--- What the task asks ---
Skipping all pictures, print exactly the lines below from the one with "Phrase: white road line" through the final line.

--- Recorded data ---
..........

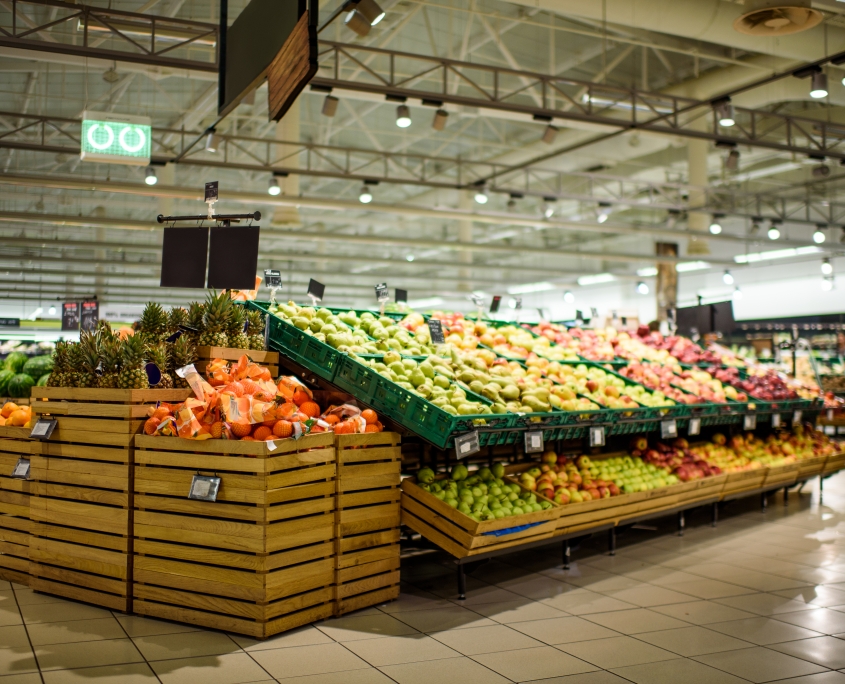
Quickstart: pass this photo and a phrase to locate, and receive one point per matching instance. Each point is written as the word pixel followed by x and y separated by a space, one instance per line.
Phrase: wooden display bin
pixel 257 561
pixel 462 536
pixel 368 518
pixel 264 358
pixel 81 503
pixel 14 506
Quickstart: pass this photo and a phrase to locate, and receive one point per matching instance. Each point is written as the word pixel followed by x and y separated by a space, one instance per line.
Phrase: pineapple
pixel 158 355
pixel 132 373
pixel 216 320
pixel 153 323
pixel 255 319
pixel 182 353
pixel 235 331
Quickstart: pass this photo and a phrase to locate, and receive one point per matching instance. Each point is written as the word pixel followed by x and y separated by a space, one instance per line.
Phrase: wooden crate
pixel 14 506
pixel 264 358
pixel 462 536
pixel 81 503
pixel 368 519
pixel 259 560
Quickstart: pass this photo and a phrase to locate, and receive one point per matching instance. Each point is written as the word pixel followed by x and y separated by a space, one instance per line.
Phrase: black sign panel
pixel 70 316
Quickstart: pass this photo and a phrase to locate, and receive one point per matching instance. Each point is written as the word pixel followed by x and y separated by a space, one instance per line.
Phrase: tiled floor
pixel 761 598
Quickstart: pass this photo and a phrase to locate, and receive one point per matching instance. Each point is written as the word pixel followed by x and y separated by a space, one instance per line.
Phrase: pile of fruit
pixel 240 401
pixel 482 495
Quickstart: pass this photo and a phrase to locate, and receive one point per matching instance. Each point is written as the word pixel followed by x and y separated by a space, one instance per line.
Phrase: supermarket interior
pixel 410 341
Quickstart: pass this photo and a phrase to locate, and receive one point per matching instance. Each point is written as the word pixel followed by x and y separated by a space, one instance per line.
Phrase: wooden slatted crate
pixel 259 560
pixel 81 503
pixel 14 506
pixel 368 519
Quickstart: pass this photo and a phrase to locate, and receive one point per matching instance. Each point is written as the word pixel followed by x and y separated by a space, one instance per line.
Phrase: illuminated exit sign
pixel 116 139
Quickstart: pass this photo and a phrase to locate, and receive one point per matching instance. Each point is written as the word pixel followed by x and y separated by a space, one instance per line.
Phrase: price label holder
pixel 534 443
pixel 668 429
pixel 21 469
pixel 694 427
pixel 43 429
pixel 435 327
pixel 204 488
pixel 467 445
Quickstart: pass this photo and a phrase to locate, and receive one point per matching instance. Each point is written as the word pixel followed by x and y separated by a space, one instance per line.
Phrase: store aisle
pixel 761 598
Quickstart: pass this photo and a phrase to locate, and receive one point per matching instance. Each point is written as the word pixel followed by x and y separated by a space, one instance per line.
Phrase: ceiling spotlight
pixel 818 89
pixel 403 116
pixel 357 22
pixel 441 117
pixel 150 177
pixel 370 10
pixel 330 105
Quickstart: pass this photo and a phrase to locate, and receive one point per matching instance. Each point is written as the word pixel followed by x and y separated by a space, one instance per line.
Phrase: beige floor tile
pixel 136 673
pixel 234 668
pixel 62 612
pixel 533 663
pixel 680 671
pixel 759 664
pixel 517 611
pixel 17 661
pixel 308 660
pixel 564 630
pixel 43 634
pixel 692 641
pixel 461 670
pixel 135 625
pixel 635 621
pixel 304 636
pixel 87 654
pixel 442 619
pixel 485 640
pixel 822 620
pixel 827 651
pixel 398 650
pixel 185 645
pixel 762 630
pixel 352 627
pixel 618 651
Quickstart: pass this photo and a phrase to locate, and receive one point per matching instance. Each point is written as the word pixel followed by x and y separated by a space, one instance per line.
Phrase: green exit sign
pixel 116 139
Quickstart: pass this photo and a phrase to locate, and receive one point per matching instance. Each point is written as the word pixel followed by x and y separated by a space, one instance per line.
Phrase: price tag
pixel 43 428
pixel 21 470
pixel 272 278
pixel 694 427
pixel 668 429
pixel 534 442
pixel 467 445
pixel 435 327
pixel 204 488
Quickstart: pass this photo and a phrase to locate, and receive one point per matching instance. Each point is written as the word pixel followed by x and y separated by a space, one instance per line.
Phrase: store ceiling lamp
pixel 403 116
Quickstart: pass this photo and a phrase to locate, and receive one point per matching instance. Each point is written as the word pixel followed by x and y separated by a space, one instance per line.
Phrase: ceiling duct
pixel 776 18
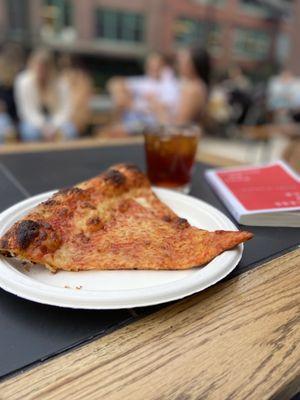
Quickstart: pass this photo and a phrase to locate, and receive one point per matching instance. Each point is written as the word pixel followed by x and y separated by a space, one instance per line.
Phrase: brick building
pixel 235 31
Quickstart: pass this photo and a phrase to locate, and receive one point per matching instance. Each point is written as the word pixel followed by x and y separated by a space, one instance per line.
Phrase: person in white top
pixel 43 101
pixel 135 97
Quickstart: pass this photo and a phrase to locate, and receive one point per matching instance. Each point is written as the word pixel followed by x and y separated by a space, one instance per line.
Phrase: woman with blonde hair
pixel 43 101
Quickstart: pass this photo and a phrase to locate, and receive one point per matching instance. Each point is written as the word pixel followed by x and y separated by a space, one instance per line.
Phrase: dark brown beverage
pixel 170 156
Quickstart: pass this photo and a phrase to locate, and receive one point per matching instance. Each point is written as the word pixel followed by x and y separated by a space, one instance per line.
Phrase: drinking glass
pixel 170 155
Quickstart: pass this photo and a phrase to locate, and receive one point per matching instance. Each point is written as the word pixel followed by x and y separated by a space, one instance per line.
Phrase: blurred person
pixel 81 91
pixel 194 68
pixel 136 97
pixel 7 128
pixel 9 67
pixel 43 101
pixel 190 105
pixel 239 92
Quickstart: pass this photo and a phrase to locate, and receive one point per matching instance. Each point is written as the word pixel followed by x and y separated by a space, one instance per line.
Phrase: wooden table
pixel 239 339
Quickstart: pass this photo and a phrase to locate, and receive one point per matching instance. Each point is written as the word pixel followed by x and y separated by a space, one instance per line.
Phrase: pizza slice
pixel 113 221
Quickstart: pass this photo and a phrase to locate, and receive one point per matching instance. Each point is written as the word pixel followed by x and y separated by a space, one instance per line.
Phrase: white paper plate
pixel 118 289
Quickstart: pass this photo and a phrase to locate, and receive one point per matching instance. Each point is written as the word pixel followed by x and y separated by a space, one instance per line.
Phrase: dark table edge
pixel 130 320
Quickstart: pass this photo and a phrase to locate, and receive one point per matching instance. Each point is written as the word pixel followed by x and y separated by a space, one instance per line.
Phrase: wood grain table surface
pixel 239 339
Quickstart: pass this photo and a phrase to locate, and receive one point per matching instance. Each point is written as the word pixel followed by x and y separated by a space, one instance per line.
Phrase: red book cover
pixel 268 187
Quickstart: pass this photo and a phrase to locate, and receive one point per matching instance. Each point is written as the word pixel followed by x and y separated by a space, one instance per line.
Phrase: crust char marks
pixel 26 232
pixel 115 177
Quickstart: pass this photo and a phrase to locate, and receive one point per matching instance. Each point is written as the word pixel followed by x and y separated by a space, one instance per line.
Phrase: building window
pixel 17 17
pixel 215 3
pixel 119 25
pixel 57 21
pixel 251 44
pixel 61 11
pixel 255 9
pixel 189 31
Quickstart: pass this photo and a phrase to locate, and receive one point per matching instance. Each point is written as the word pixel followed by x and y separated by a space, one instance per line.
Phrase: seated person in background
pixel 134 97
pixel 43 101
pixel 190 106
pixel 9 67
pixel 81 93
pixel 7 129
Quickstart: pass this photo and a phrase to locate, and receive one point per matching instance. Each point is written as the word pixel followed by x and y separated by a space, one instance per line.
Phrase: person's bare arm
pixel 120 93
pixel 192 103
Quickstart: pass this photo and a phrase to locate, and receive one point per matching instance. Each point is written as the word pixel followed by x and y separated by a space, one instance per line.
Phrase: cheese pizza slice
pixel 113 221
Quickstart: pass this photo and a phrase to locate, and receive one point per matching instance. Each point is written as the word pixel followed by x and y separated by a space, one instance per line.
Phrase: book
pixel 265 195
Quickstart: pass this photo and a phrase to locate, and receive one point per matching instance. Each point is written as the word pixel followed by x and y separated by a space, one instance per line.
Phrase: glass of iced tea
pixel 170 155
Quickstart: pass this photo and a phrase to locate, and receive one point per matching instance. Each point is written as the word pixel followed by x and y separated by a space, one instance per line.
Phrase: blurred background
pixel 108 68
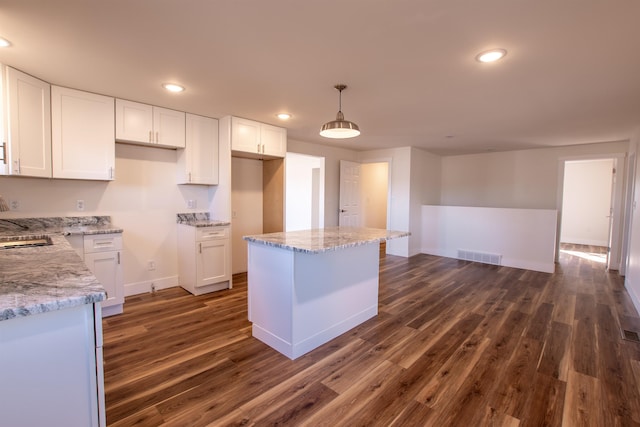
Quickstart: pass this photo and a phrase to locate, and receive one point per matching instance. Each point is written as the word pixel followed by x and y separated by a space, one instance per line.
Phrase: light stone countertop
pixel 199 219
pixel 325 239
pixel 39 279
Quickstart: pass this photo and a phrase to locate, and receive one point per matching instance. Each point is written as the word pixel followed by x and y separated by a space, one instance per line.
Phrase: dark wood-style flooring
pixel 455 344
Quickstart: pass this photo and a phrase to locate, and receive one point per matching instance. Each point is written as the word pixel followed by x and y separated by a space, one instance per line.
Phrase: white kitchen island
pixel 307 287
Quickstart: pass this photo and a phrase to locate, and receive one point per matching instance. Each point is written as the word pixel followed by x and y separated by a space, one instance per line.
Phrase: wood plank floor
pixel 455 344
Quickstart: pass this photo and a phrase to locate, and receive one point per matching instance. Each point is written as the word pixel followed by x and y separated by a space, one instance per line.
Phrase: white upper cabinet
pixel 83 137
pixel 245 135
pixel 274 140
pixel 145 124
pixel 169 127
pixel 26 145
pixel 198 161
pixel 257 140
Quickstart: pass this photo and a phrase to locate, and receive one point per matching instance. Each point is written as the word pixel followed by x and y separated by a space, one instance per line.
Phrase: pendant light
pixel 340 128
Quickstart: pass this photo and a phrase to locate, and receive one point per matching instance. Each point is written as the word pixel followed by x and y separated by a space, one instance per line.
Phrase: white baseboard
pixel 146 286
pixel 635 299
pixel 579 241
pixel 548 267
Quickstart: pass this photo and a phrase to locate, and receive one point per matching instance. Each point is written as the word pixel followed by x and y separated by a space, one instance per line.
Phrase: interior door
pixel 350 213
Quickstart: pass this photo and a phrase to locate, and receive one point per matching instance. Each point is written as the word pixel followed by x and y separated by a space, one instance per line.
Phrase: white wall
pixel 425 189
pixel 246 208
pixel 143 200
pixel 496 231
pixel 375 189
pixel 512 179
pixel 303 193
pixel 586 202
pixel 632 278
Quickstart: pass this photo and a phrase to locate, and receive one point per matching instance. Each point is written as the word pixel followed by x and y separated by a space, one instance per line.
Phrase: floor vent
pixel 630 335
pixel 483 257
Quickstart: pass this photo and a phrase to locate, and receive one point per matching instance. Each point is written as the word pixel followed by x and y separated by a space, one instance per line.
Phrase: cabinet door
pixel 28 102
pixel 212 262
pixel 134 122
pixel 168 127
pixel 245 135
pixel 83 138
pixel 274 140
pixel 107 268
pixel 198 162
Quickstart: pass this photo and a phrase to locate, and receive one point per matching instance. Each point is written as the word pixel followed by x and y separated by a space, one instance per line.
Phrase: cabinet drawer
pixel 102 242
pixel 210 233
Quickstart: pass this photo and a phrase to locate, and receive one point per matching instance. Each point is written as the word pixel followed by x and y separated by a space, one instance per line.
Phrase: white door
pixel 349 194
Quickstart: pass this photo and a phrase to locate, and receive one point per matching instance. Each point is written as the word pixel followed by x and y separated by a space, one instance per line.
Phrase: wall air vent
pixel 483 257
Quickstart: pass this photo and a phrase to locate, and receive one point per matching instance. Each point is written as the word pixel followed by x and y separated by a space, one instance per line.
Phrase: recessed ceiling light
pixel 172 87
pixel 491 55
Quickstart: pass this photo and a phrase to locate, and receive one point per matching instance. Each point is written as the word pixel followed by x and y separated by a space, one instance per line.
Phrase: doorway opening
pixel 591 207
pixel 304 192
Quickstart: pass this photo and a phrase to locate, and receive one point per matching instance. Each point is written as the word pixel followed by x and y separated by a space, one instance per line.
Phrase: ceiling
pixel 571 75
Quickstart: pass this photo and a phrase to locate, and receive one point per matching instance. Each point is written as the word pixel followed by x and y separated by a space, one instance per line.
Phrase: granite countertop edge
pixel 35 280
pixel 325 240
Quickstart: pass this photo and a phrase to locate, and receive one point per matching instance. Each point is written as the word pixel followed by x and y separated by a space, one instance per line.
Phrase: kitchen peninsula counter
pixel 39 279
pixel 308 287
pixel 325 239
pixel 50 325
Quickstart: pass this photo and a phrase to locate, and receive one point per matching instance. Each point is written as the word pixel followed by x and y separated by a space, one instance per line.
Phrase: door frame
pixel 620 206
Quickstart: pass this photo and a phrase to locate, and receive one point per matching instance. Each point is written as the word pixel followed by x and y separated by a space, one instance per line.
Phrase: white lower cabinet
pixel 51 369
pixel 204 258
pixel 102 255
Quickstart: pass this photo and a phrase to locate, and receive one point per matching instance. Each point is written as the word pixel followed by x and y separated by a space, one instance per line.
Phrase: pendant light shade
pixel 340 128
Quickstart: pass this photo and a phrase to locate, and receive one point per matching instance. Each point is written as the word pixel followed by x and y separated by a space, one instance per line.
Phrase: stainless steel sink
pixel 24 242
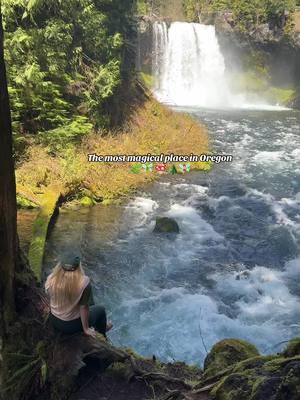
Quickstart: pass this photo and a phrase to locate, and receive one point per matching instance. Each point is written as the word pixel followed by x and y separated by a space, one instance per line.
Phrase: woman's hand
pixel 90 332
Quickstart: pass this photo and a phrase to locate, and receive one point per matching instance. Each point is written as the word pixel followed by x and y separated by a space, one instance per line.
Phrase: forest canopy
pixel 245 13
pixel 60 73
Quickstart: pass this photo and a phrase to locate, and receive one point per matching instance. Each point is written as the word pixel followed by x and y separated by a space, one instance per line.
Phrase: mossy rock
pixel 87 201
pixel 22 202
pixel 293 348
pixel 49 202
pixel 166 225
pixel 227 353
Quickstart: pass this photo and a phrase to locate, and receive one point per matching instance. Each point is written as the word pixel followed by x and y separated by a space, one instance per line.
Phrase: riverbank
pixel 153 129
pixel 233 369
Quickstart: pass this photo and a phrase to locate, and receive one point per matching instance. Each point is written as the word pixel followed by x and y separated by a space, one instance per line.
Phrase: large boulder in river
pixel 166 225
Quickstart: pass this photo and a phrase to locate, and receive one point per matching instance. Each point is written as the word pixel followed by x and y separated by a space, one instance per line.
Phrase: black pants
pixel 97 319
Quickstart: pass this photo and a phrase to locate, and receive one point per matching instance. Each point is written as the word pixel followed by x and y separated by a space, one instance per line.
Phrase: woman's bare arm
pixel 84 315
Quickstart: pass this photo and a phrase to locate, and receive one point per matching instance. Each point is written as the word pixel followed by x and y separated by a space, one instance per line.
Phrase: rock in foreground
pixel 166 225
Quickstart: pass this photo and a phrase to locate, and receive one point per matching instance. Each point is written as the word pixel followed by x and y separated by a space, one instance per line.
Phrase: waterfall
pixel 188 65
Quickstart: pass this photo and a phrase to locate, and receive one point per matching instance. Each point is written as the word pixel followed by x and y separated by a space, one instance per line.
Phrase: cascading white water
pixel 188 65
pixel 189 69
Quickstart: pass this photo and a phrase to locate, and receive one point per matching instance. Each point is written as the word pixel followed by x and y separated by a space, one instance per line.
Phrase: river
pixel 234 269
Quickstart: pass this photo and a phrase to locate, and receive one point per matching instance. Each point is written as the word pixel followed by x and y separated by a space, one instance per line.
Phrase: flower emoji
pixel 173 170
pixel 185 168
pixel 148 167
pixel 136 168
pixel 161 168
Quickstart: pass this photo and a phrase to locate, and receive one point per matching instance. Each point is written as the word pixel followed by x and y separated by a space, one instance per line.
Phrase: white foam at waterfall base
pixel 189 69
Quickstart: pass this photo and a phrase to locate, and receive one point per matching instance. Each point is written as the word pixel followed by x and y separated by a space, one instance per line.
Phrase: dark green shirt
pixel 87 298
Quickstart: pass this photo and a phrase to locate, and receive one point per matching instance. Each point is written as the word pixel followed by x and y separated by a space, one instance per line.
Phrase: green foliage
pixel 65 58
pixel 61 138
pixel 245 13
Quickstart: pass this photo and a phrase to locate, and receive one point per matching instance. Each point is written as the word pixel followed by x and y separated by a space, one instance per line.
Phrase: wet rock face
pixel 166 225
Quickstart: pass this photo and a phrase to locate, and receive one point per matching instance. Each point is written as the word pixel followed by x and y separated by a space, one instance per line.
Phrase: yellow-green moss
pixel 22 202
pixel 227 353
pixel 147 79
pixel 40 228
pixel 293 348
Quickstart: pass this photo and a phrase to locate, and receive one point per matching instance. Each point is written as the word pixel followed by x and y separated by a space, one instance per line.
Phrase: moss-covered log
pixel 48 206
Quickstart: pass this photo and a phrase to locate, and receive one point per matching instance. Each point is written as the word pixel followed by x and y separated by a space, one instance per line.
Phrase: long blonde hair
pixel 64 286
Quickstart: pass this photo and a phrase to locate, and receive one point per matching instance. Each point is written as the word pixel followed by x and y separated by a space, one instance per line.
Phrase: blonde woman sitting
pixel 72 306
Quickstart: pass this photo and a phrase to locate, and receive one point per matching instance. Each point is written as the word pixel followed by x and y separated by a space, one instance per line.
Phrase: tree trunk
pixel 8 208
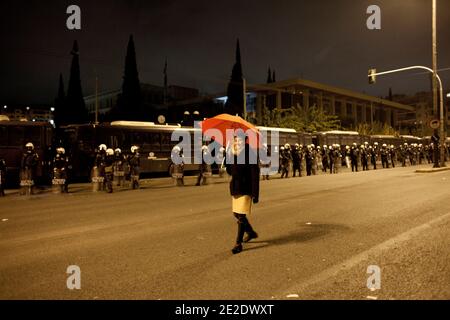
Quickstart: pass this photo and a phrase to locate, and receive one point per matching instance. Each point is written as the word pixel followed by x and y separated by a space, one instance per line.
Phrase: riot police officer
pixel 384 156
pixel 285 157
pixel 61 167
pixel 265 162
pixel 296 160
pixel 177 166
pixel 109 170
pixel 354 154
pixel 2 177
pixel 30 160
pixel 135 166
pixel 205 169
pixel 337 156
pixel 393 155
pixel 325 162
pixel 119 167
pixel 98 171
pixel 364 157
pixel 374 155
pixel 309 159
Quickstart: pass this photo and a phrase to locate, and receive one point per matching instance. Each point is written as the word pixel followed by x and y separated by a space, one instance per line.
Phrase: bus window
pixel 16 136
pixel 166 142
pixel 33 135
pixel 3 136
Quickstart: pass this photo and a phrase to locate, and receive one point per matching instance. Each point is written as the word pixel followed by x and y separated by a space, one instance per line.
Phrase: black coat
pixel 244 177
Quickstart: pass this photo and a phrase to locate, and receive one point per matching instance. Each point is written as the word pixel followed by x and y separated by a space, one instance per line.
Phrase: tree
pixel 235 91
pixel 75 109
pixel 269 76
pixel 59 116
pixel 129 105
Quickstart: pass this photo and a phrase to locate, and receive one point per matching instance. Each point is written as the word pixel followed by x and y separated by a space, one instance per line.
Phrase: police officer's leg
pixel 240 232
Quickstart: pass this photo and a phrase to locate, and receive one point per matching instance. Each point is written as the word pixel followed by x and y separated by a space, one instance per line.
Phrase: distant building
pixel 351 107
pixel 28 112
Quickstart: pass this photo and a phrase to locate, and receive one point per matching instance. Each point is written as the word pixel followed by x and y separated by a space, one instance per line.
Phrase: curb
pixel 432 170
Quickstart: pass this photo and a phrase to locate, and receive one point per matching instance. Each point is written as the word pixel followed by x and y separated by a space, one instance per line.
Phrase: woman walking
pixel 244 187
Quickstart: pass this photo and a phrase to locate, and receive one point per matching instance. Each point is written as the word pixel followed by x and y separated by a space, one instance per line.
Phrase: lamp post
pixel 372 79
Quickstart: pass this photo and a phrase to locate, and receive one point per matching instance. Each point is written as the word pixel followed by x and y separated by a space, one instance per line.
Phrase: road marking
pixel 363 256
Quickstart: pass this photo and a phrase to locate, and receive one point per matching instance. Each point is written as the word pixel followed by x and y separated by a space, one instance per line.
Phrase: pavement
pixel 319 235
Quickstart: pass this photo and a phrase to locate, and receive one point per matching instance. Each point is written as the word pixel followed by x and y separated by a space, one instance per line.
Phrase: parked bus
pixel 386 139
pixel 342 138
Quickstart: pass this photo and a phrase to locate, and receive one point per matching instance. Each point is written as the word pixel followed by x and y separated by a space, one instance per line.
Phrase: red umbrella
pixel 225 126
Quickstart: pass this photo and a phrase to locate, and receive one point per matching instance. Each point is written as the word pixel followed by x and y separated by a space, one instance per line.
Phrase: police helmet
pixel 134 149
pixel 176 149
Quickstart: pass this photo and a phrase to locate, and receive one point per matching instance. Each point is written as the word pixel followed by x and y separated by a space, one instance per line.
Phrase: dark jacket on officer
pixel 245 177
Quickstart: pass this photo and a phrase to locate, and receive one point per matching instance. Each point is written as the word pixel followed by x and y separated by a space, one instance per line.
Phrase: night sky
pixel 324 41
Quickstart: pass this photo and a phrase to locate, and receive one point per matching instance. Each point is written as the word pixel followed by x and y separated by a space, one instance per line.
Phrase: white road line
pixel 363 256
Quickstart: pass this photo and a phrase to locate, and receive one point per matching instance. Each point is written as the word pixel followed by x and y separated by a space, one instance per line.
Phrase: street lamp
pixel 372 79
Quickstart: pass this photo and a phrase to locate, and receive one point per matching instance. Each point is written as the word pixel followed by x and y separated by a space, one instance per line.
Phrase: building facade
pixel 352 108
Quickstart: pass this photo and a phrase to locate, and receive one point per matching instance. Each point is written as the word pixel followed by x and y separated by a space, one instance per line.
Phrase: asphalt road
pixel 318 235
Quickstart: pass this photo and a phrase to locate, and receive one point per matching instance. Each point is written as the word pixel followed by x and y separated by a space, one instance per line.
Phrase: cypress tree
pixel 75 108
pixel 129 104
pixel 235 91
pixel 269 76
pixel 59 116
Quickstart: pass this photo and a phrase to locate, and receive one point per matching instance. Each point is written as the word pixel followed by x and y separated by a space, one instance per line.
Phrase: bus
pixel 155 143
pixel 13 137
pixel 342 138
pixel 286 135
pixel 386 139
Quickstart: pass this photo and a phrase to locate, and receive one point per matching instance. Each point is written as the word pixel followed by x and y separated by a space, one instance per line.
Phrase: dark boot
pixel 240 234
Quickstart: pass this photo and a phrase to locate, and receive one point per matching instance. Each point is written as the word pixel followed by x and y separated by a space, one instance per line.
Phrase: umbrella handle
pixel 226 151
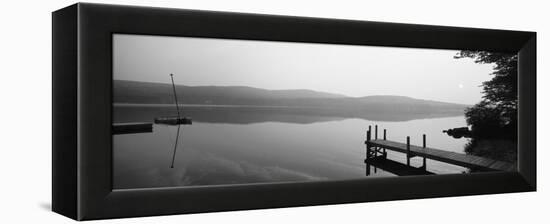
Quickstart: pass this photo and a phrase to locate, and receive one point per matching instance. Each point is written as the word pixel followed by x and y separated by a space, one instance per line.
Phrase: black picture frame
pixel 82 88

..........

--- Solution ---
Phrase: white road line
pixel 363 256
Quickstart: pass this photo and a phrase to locate, and receive one point per matching instance. Each point is written as the word pixel followed by x and y separated by a space, one instance per line.
Phrase: street lamp
pixel 372 79
Quickstart: pass this photo and a phrase to locate, and receive one point per matching instance. Each point is written as the word pixel followed by x and y separated by a space, one instance per line.
Phrase: building facade
pixel 352 108
Quickstart: pass this photo and a phrase to locate, and receive one point per matching instance. Each point is written as the word pixel followed by x and y separated by a space, one instance per line.
Phrase: asphalt road
pixel 318 235
Quickstart: pass this photo and a phrase to locate, and receive one point per matching instance. Each point is written as the word pixel followed by x and y separated by a space, one instance per line.
Phrase: cypress tree
pixel 75 108
pixel 129 104
pixel 235 91
pixel 269 76
pixel 59 116
Quickstart: pass this photo and a phrase to locate, and receive one point per matching instance. Each point is written as the word pixel followed by x and y separated by a space, one instance per line.
Phrase: bus
pixel 155 143
pixel 13 137
pixel 342 138
pixel 286 135
pixel 386 139
Quickstart: pass this photo and a phrase to locate, and receive one point per matching instance. Each point is written as the word pixel followed by x and y separated by a space, one instance per line.
Phrase: dark boot
pixel 240 234
Quickstart: pass this photo and a phrase to locate, and receive one point per matching instance. Each point is written as the word pixel followed by x and y separated by a space, one instance per line.
Phrase: umbrella handle
pixel 226 151
Quickstart: pass this photo and a phrase to locate, and receive one point per matching instance. Each point is written as the word pixel followed by x and y separated by a space, one instance per line.
Phrase: black picture frame
pixel 82 88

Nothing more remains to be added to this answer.